Return, word for word, the part of the Broadcom–VMware deal article that starts at "The offer for" and ends after "terminates the deal.".

## PAGE EXCERPT

------------

Broadcom Inc. has agreed to buy cloud computing and virtualization software company VMware Inc. for USD61 billion, making it one of the largest tech deals in history, in an effort to enhance the chip maker’s foray into corporate software development.
According to a statement from the company, VMware shareholders can either choose to receive USD142.50 in cash or 0.2520 Broadcom stock for each VMware share. This offer is a 44 percent premium to the VMware closing price as on May 20.
The acquisition signifies the largest ever take-over for a semiconductor manufacturer. It also represents the latest in an acquisition spree by Broadcom CEO Hock Tan. Tan has succeeded in building one of the largest and most diversified companies in the sector.
The acquisition of VMware is slated to enhance software offerings from Broadcom, which has been an integral part of Tan’s acquisition strategy in recent years. Previously, he had acquired CA Technologies, a corporate software maker, in 2018, and in 2019, the company acquired Symantec Corp.’s enterprise security business.
The offer for VMware comes amid a market downturn for technology stocks. The acquisition comes with the backing of VMware investors Michael Dell and Silver Lake, and also includes a clause that will allow VMware to solicit a competing offer.
If VMware retreats from the deal for any reason, it stands to pay a USD1.5 billion break-up fee, unless it secures a superior offer by July 5. Broadcom will be liable to pay VMware USD1.5 billion if the transaction fails to secure regulatory clearance, or if it terminates the deal.

------------

## DATASET

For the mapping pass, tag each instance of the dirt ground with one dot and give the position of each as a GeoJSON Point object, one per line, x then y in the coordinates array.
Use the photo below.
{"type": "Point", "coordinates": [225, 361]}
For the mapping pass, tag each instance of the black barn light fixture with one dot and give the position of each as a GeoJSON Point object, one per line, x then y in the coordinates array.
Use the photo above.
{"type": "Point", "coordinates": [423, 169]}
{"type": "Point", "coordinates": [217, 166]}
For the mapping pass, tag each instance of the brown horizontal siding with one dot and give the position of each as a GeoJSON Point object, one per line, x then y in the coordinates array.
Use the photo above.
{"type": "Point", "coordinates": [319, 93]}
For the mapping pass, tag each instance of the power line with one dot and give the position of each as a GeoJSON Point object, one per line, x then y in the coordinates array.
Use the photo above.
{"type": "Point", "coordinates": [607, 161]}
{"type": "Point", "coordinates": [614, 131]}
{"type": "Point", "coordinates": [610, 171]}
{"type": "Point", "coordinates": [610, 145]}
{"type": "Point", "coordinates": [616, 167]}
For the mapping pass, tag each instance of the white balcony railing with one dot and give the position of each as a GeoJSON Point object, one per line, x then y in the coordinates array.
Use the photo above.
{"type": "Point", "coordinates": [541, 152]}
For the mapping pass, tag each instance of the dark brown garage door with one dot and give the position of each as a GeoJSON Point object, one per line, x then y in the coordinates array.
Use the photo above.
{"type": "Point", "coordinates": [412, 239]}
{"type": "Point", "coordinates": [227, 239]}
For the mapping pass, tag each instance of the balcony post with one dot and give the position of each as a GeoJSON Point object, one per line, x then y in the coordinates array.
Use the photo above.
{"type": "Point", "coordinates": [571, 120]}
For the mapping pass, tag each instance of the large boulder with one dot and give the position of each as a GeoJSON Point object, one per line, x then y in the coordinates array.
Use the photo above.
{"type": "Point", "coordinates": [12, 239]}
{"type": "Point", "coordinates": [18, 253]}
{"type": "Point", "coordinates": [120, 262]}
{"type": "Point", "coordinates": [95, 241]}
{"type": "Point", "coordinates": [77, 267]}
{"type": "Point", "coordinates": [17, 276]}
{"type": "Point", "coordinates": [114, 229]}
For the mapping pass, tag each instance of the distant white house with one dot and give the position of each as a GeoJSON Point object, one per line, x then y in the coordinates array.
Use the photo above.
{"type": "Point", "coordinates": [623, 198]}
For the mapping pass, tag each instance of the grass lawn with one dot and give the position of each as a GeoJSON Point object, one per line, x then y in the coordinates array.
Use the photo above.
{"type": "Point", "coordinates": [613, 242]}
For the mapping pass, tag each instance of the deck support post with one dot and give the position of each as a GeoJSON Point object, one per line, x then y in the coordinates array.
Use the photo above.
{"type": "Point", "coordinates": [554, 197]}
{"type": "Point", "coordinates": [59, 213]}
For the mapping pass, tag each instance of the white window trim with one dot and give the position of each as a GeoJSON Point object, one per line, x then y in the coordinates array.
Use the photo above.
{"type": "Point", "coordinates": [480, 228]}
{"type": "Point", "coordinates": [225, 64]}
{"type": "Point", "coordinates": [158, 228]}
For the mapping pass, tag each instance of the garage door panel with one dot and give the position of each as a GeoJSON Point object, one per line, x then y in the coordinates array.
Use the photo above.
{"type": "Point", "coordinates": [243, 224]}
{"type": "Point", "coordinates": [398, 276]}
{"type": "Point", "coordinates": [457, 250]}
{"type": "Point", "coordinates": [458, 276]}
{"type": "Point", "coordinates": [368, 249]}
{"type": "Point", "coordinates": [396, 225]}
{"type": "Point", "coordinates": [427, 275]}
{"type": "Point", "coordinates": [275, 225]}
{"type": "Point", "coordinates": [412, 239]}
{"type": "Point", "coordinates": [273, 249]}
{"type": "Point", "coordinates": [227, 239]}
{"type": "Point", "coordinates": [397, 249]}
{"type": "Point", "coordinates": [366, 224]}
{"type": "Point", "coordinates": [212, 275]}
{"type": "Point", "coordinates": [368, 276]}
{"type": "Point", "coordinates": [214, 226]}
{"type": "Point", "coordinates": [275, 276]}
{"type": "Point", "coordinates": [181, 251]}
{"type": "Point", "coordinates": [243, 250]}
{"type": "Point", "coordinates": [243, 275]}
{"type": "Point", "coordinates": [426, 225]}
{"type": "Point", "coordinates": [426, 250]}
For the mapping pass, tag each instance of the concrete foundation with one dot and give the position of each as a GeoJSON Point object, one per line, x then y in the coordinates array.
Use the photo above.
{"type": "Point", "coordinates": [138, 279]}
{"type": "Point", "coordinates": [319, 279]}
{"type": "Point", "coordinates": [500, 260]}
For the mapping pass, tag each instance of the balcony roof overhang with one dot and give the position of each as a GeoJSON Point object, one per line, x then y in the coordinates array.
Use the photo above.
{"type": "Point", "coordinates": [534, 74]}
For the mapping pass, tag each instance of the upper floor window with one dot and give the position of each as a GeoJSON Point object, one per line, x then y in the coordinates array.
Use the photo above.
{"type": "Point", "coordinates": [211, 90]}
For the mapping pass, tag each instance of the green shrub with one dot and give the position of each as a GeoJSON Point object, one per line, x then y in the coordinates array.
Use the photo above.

------------

## THE SOLUTION
The offer for VMware comes amid a market downturn for technology stocks. The acquisition comes with the backing of VMware investors Michael Dell and Silver Lake, and also includes a clause that will allow VMware to solicit a competing offer.
If VMware retreats from the deal for any reason, it stands to pay a USD1.5 billion break-up fee, unless it secures a superior offer by July 5. Broadcom will be liable to pay VMware USD1.5 billion if the transaction fails to secure regulatory clearance, or if it terminates the deal.